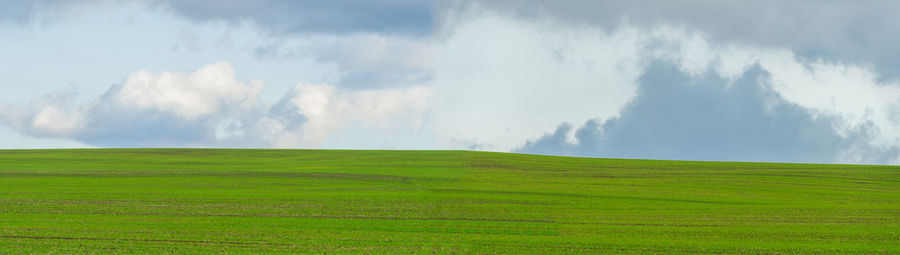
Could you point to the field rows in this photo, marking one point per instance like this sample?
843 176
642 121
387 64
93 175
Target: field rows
250 201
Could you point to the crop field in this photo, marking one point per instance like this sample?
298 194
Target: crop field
105 201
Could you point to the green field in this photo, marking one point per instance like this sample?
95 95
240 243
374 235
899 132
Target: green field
324 201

********

§ **Exercise directions**:
Reproduce every line of the records above except the pictures. Multiply each answer coordinate by 0.95 and round to a whole number, with halves rounded up, leaving all other numbers unchanged.

§ **Result of this task**:
Could you point to the field rows in this photo, marking one point per instance like this sample?
843 176
642 121
387 64
93 175
Target: field rows
238 191
Could you point to the crop field in this photo, marking one point per instance like this sample?
298 194
Target: crop field
100 191
Could you point to the green field in this photo, marking one point per instance like this sample?
95 95
240 243
374 235
899 132
Target: green field
308 191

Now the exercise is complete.